Aim: Arrange every line of the rows below as a JSON list of strings, one string per line, with blank lines omitted. Leave the pictures out.

Stored data entries:
* start *
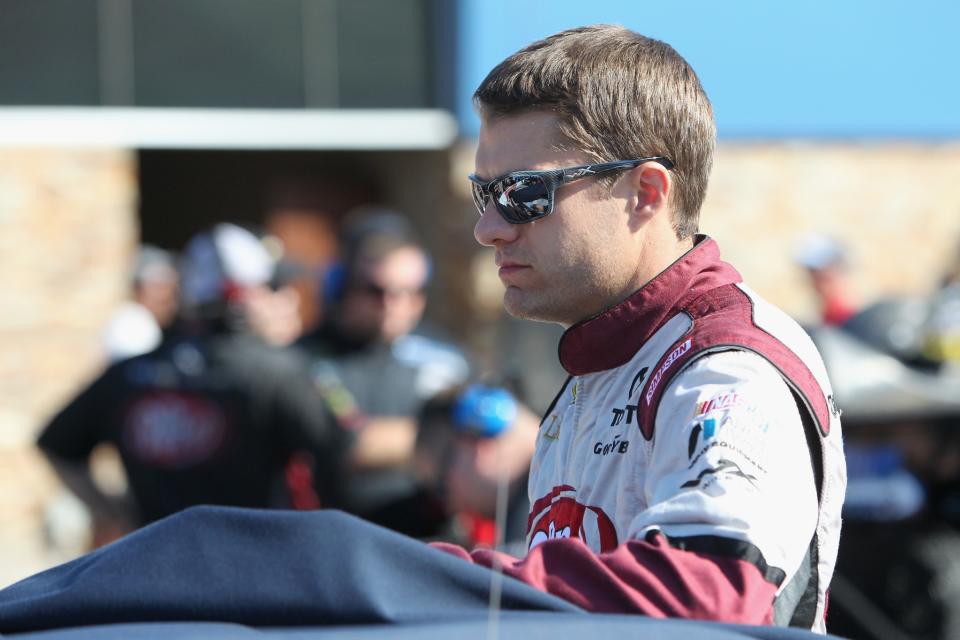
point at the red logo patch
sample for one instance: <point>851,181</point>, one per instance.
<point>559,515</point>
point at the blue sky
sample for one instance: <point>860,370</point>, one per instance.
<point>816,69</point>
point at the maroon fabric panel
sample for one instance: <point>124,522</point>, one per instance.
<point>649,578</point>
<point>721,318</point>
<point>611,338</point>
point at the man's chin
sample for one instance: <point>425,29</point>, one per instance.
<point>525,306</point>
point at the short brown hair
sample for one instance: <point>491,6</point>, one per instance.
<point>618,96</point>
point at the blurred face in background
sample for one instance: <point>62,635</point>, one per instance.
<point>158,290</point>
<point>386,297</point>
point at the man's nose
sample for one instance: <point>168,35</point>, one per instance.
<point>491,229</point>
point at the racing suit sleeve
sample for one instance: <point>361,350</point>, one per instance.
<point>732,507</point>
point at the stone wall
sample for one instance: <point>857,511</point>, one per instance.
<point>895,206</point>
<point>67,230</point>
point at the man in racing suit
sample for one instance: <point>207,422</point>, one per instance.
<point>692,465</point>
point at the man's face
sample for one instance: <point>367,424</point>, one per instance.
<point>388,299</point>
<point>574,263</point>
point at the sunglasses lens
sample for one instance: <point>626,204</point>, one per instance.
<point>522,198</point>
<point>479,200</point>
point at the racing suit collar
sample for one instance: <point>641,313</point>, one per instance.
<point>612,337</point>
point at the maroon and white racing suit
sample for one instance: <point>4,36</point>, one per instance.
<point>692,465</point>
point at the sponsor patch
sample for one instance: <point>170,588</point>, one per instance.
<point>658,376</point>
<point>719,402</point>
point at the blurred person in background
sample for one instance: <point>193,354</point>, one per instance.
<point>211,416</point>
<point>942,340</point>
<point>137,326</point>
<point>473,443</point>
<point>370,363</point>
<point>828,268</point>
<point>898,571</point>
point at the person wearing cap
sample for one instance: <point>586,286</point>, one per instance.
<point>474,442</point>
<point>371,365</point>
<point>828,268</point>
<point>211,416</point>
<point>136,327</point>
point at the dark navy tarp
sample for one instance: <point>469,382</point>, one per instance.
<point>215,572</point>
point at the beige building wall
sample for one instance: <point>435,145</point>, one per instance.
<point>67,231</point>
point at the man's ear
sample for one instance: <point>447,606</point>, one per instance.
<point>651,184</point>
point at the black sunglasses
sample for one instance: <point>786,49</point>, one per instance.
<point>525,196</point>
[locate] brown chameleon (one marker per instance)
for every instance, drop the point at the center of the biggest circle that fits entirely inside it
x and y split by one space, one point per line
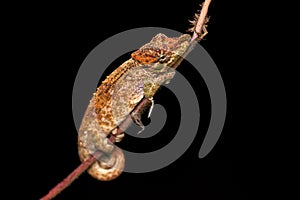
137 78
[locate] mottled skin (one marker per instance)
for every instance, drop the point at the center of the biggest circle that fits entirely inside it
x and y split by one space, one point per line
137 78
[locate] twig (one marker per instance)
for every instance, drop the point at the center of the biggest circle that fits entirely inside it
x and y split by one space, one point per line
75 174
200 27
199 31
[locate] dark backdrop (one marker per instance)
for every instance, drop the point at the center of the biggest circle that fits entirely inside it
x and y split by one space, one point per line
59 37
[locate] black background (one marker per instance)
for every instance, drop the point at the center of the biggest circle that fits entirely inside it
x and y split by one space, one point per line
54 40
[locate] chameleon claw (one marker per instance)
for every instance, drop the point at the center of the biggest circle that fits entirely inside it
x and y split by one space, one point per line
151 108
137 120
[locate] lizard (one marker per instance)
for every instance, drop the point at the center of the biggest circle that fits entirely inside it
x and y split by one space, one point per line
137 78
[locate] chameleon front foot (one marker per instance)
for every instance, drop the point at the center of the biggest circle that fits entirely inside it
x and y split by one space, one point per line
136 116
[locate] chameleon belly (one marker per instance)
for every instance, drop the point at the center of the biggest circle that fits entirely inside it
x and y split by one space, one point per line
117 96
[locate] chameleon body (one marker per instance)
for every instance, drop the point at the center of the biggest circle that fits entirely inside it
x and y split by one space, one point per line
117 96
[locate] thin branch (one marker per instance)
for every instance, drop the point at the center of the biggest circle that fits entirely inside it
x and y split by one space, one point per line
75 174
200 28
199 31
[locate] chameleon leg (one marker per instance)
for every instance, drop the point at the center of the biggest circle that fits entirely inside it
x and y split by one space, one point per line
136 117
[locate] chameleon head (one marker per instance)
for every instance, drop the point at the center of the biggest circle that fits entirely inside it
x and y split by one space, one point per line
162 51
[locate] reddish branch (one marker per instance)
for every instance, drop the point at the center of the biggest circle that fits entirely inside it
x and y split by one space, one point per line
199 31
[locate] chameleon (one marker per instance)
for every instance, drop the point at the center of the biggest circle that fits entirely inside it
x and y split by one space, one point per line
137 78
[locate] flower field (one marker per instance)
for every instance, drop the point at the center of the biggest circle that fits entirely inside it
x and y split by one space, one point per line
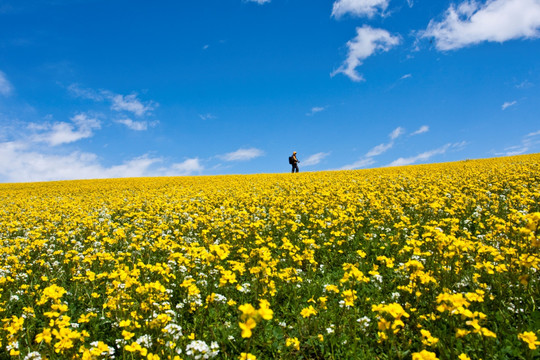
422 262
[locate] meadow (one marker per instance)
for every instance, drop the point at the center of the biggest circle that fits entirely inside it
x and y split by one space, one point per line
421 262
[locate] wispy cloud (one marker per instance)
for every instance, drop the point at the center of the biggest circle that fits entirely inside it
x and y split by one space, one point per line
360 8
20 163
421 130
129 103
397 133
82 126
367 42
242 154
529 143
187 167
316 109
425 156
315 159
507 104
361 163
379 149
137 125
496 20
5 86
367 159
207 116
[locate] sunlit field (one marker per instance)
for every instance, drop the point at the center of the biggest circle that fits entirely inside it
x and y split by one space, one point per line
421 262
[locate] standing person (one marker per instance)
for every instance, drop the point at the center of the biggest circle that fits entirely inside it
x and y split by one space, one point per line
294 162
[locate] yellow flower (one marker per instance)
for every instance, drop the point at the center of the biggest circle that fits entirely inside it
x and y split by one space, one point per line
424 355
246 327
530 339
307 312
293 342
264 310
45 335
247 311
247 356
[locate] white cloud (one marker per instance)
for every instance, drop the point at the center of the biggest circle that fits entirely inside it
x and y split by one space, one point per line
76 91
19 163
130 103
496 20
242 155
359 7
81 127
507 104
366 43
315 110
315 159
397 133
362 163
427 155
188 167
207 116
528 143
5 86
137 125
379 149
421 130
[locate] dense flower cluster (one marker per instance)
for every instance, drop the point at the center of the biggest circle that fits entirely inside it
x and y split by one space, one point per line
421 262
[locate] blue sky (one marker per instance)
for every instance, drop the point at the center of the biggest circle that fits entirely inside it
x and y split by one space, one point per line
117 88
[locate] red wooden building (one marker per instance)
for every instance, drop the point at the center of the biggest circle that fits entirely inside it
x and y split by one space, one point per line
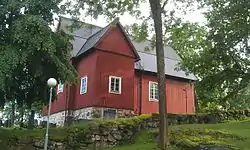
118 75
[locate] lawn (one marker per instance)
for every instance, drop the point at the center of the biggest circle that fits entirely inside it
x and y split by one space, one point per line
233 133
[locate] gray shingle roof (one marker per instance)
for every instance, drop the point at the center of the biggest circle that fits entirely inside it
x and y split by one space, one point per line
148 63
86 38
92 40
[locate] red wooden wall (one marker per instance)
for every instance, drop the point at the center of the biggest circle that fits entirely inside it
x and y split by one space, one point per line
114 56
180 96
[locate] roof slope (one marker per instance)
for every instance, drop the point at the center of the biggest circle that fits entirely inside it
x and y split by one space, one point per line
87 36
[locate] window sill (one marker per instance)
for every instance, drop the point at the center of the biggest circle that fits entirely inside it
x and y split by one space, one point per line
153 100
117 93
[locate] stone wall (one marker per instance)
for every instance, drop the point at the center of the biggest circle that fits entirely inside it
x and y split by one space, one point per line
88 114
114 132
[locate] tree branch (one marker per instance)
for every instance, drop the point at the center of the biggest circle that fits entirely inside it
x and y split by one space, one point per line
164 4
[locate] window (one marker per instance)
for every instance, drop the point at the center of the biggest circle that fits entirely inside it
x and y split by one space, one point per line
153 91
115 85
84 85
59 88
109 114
* end *
Solved problem:
[
  "point at the red logo patch",
  "sample for one instance: <point>851,181</point>, one per instance.",
  "<point>559,515</point>",
  "point at the blue sky",
  "sample for one instance: <point>860,370</point>, one per instance.",
  "<point>816,69</point>",
  "point at the maroon fabric panel",
  "sample for one instance: <point>124,522</point>, one per instance.",
  "<point>649,578</point>",
  "<point>721,318</point>",
  "<point>611,338</point>",
  "point at the man's chin",
  "sample for one instance: <point>425,29</point>, one per instance.",
  "<point>525,306</point>",
  "point at the short brown hair",
  "sample for one instance: <point>491,6</point>, one per instance.",
  "<point>618,96</point>",
  "point at the blurred face in background",
  "sample for one instance: <point>62,635</point>, one per instance.",
  "<point>158,290</point>",
  "<point>386,297</point>",
  "point at the man's nose",
  "sample for one instance: <point>168,35</point>, one per instance.",
  "<point>491,229</point>",
  "point at the racing suit sleeve",
  "sample for one instance: <point>361,350</point>, one per instance.",
  "<point>732,507</point>",
  "point at the stone wall",
  "sample for one instance: <point>857,511</point>, one per instance.",
  "<point>895,206</point>",
  "<point>67,230</point>",
  "point at the man in racing suit",
  "sample for one instance: <point>207,422</point>, one per instance.",
  "<point>692,465</point>",
  "point at the man's face",
  "sample for one instance: <point>367,424</point>, one per instance.",
  "<point>388,299</point>",
  "<point>574,263</point>",
  "point at the sunglasses lens",
  "sample for one instance: <point>626,204</point>, one per instance.",
  "<point>522,198</point>",
  "<point>479,200</point>",
  "point at the racing suit collar",
  "sample for one instance: <point>641,313</point>, one per instance.",
  "<point>612,337</point>",
  "point at the maroon and white racing suit",
  "sample for one instance: <point>4,36</point>, one per instance.",
  "<point>692,465</point>",
  "point at the sponsor patch",
  "sample for one instance: <point>170,588</point>, one per instance.",
  "<point>658,376</point>",
  "<point>719,402</point>",
  "point at the blurred person in background",
  "sample for one instance: <point>193,354</point>, one per instance.",
  "<point>211,416</point>",
  "<point>942,340</point>",
  "<point>137,326</point>",
  "<point>473,443</point>",
  "<point>370,363</point>",
  "<point>828,268</point>",
  "<point>898,571</point>",
  "point at the person wearing cap",
  "sample for one instance: <point>586,286</point>, one per instance.",
  "<point>474,442</point>",
  "<point>371,365</point>",
  "<point>828,268</point>",
  "<point>211,416</point>",
  "<point>136,327</point>",
  "point at the dark navy tarp",
  "sample for one instance: <point>469,382</point>, one per instance.",
  "<point>215,572</point>",
  "point at the beige building wall",
  "sample for one instance: <point>435,145</point>, one per instance.",
  "<point>67,231</point>",
  "point at the man's ear",
  "sample for one instance: <point>447,606</point>, one per instance.",
  "<point>651,184</point>",
  "point at the black sunglasses",
  "sample for one instance: <point>786,49</point>, one per instance.",
  "<point>525,196</point>",
  "[locate] brown chameleon (one marker per instance)",
  "for every instance, drop the point at the center of the biggest circle that fits entirely inside it",
  "x and y split by one space, one point per line",
  "137 78",
  "[locate] mottled skin (one marker per instance)",
  "for every instance, drop the point at the center of the biggest circle that fits entirely inside it",
  "x and y split by one space, one point per line",
  "137 78",
  "[locate] twig (one marker per instance)",
  "for every instance, drop the point at the center of the biggest circle that fits entirely inside it",
  "x and y split by one space, one point per line",
  "75 174",
  "200 27",
  "199 31",
  "[locate] dark backdrop (one marker per instance)",
  "for every instance, drop the point at the center of the biggest circle that fits entirely inside it",
  "x and y split by one space, one point per line",
  "59 37",
  "[locate] black background (one marker per instance)",
  "for every instance, drop the point at the center of the biggest circle that fits entirely inside it",
  "x and y split by one space, one point per line",
  "54 40",
  "[locate] chameleon claw (one marker per instance)",
  "for every instance, drop the point at the center of the biggest circle that fits entirely inside it",
  "x and y split by one space, one point per line",
  "151 108",
  "137 120",
  "[locate] lizard (one marker per instance)",
  "for every instance, drop the point at the center of the biggest circle that fits entirely inside it",
  "x and y split by one space, one point per line",
  "137 78",
  "[locate] chameleon front foot (one marker per instance)",
  "for every instance, drop the point at the center of the biggest circle that fits entirely inside it",
  "x and y split by one space, one point per line",
  "136 116",
  "[locate] chameleon belly (one marker per instance)",
  "for every instance, drop the point at the center of the biggest circle that fits entirely inside it",
  "x and y split by one space, one point per line",
  "117 96",
  "[locate] chameleon body (one marker per instance)",
  "for every instance, drop the point at the center of the biggest circle that fits entirely inside it",
  "x and y split by one space, one point per line",
  "117 96",
  "[locate] thin branch (one marker per instance)",
  "for every instance, drop the point at the center of the biggest circle that fits entirely inside it",
  "x and y split by one space, one point per line",
  "75 174",
  "200 28",
  "199 31",
  "[locate] chameleon leg (one marker per instance)",
  "for every instance, drop the point at the center of the biggest circle that fits entirely inside it",
  "x and y split by one space, one point per line",
  "136 117",
  "[locate] chameleon head (one marker per instance)",
  "for every instance, drop the point at the center of the biggest circle that fits entirely inside it",
  "x and y split by one space, one point per line",
  "162 51",
  "[locate] reddish branch (one marker per instance)",
  "for every instance, drop the point at the center of the biggest circle that fits entirely inside it",
  "x and y split by one space, one point per line",
  "199 31",
  "[locate] chameleon (one marker per instance)",
  "for every instance, drop the point at the center of the biggest circle that fits entirely inside it",
  "x and y split by one space, one point per line",
  "137 78",
  "[locate] flower field (one marker per instance)",
  "for every instance, drop the point at the center of the biggest circle that fits entirely inside it",
  "x and y split by one space, one point per line",
  "422 262",
  "[locate] meadow (one marker per instance)",
  "for every instance, drop the point at the center of the biggest circle that fits entirely inside it",
  "x and y split by one space, one point per line",
  "421 262",
  "[locate] wispy cloud (one marker per instance)",
  "for every instance, drop the point at the center of the biggest circle that fits entirely inside it",
  "x and y split by one space, one point per line",
  "360 8",
  "20 163",
  "421 130",
  "129 103",
  "397 133",
  "82 126",
  "367 42",
  "242 154",
  "529 143",
  "187 167",
  "316 109",
  "425 156",
  "315 159",
  "507 104",
  "361 163",
  "379 149",
  "137 125",
  "496 20",
  "5 86",
  "367 159",
  "207 116",
  "[locate] sunlit field (one marker per instance)",
  "for every instance, drop the point at the center of the biggest circle that fits entirely inside it",
  "x and y split by one space, one point per line",
  "421 262",
  "[locate] standing person (one marker per instance)",
  "for every instance, drop the point at the center of the biggest circle that fits entirely inside it",
  "x and y split by one space, one point per line",
  "294 162",
  "[locate] yellow flower (one marker per instance)",
  "for every instance, drop the point at the center of the biggest circle that fits entirely inside it",
  "x and y split by one space, one point per line",
  "424 355",
  "246 327",
  "530 339",
  "307 312",
  "293 342",
  "264 310",
  "45 335",
  "247 311",
  "247 356",
  "[locate] white cloud (one marker per instance)",
  "for every instance, drop the point at the center of the biggest circle that fits entirely inside it",
  "x and y split by one space, one point per line",
  "76 91",
  "19 163",
  "130 103",
  "496 20",
  "242 155",
  "359 7",
  "81 127",
  "507 104",
  "366 43",
  "315 110",
  "315 159",
  "397 133",
  "362 163",
  "427 155",
  "188 167",
  "207 116",
  "528 143",
  "5 86",
  "137 125",
  "379 149",
  "421 130",
  "[locate] dense flower cluster (one marker per instance)",
  "for every instance, drop the point at the center of the biggest circle that fits entirely inside it",
  "x and y split by one space, one point per line",
  "421 262",
  "[locate] blue sky (one marker per instance)",
  "for every instance, drop the point at the center of the biggest circle that fits entirely inside it",
  "x and y split by one space, one point per line",
  "117 88",
  "[locate] red wooden building (one marker per instance)",
  "for every instance, drop the point at the center of the biggest circle that fits entirely inside it",
  "x and y split by one space, one point per line",
  "118 75",
  "[locate] lawn (one marker per instance)",
  "for every instance, drop the point at the center of the biggest circle that fits entirely inside it",
  "x and y split by one space, one point per line",
  "233 133",
  "[locate] gray shingle roof (one marker per instance)",
  "for every instance, drop the point at the center of the biggest circle that fits entirely inside it",
  "x and y split by one space, one point per line",
  "148 63",
  "86 38",
  "92 40",
  "[locate] red wooden wall (one marker per instance)",
  "for every instance, drop the point at the center of the biggest circle that fits entirely inside it",
  "x and y split by one space, one point per line",
  "114 56",
  "180 96",
  "[locate] roof slope (one marker per instance)",
  "for every instance, drop the point at the center of the biggest circle that fits entirely inside it",
  "x and y split by one space, one point per line",
  "87 36",
  "[locate] window sill (one marker per instance)",
  "for every instance, drop the point at the center of the biggest circle that fits entirely inside it",
  "x and y split by one space, one point per line",
  "153 100",
  "117 93",
  "[locate] stone wall (one marker per instance)",
  "for every instance, drop the point at the center of the biggest circle that fits entirely inside it",
  "x and y split by one space, one point per line",
  "88 114",
  "114 132",
  "[locate] tree branch (one marker per instance)",
  "for every instance, drop the point at the center of the biggest circle that fits entirely inside it",
  "x and y split by one space, one point per line",
  "164 4",
  "[locate] window (one marker per instance)",
  "for every instance, drop the point at the center of the biggest circle that fits entirely inside it",
  "x and y split by one space, one point per line",
  "153 91",
  "115 85",
  "84 85",
  "59 88",
  "109 114"
]